Start of SOURCE EXTRACT

WebMD is increasingly looking to mobile advertising revenue to support its business, according to the company's Q1 earnings call. Because of that, the company released a new app for physicians last week and is working on a major update to its consumer app by the end of Q2. As he has in the past, CEO David Schlanger suggested that those two businesses, consumer and provider, are converging toward a form that might be reminiscent of a personal health record.
"Given our position at the intersection of the largest, most engaged communities of consumers and professionals, we are continuing to invest in 2014 to position WebMD as a central place where consumers can go to manage all their health information and relationships and share that information with their various health providers in a private and secure manner," Schlanger said on the call.

End of SOURCE EXTRACT
Start of RECORD EXTRACTS

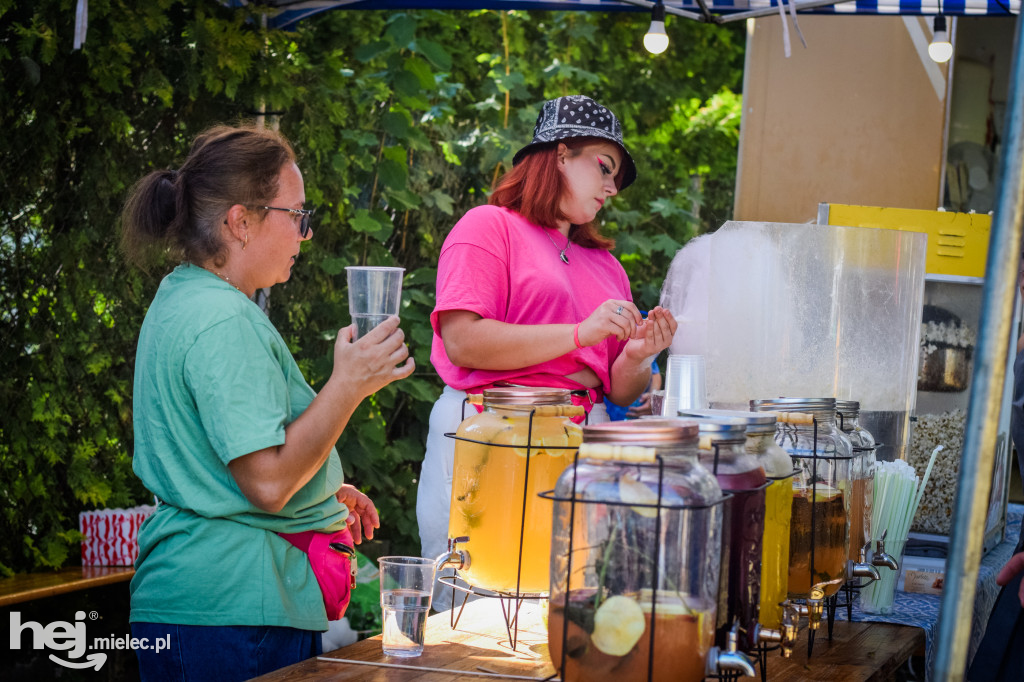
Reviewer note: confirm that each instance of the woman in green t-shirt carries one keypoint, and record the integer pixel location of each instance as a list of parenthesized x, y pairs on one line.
[(228, 435)]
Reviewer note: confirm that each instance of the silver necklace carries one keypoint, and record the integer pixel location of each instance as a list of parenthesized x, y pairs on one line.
[(561, 252)]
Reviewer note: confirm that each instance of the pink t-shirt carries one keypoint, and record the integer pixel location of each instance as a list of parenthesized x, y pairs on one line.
[(500, 265)]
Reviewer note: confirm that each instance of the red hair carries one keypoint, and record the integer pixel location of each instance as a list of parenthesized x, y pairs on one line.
[(534, 188)]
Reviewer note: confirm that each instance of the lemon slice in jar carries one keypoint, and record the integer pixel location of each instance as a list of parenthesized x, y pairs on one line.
[(513, 434), (561, 440), (619, 624), (822, 493), (633, 492)]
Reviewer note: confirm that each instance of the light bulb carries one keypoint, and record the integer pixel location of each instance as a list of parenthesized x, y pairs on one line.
[(940, 49), (656, 40)]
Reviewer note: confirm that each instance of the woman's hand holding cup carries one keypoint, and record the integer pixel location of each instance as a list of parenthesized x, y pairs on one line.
[(372, 361)]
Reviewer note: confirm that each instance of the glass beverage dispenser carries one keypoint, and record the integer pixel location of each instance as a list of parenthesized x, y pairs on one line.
[(778, 508), (723, 451), (504, 457), (862, 473), (819, 531), (635, 549)]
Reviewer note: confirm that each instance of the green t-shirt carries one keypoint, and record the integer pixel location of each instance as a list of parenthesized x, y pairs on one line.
[(215, 381)]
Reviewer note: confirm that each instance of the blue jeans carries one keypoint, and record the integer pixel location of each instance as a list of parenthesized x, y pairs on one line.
[(219, 652)]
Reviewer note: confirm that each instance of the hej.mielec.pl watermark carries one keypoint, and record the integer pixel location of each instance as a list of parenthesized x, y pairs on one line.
[(71, 637)]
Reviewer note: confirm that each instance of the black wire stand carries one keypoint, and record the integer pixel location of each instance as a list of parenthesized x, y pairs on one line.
[(787, 430), (511, 601)]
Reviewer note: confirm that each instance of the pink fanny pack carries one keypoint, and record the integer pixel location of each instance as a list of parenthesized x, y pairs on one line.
[(332, 556)]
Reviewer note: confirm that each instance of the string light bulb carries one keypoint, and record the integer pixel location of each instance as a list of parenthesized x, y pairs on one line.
[(656, 40), (940, 49)]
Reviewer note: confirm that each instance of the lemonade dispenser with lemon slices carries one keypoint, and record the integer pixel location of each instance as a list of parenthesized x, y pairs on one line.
[(504, 457), (819, 528), (775, 625), (636, 538), (723, 451)]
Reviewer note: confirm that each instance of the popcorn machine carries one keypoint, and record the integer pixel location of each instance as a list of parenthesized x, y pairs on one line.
[(957, 245)]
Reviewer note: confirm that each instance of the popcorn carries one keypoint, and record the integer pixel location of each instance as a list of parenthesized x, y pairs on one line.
[(936, 510), (112, 536)]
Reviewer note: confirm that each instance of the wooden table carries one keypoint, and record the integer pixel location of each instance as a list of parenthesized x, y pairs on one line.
[(859, 651), (26, 587)]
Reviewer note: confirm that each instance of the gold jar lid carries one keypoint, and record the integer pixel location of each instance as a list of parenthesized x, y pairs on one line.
[(526, 395), (642, 432)]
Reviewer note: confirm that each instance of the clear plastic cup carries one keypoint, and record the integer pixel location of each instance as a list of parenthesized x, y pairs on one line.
[(374, 295), (407, 584), (684, 384)]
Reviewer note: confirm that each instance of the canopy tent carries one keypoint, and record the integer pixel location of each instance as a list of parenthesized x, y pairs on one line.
[(716, 11)]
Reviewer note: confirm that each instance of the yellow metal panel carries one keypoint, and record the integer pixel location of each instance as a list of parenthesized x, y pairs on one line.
[(957, 243)]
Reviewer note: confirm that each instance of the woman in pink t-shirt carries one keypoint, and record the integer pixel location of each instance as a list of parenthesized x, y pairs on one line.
[(529, 294)]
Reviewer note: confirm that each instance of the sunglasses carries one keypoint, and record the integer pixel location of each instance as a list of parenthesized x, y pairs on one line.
[(306, 214)]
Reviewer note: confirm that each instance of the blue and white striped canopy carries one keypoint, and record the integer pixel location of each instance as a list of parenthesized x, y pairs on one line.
[(717, 10)]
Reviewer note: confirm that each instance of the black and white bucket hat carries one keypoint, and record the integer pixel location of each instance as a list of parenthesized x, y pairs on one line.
[(578, 116)]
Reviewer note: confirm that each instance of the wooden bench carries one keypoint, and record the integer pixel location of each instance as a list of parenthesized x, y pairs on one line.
[(27, 587), (858, 652)]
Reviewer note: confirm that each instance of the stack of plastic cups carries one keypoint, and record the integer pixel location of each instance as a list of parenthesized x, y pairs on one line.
[(684, 385)]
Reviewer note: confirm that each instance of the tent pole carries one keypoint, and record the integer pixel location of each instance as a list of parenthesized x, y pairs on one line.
[(956, 605), (769, 11)]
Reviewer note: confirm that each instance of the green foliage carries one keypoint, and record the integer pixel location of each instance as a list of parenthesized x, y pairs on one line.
[(401, 120)]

End of RECORD EXTRACTS

TASKS AND EXERCISES:
(1) According to the WebMD passage, by when is the company working on a major update to its consumer app?
(2) Copy the WebMD passage word for word from "WebMD is increasingly" to "personal health record.".
The items can be set aside; nothing here depends on them.

ANSWER SECTION:
(1) By the end of Q2.

(2)
WebMD is increasingly looking to mobile advertising revenue to support its business, according to the company's Q1 earnings call. Because of that, the company released a new app for physicians last week and is working on a major update to its consumer app by the end of Q2. As he has in the past, CEO David Schlanger suggested that those two businesses, consumer and provider, are converging toward a form that might be reminiscent of a personal health record.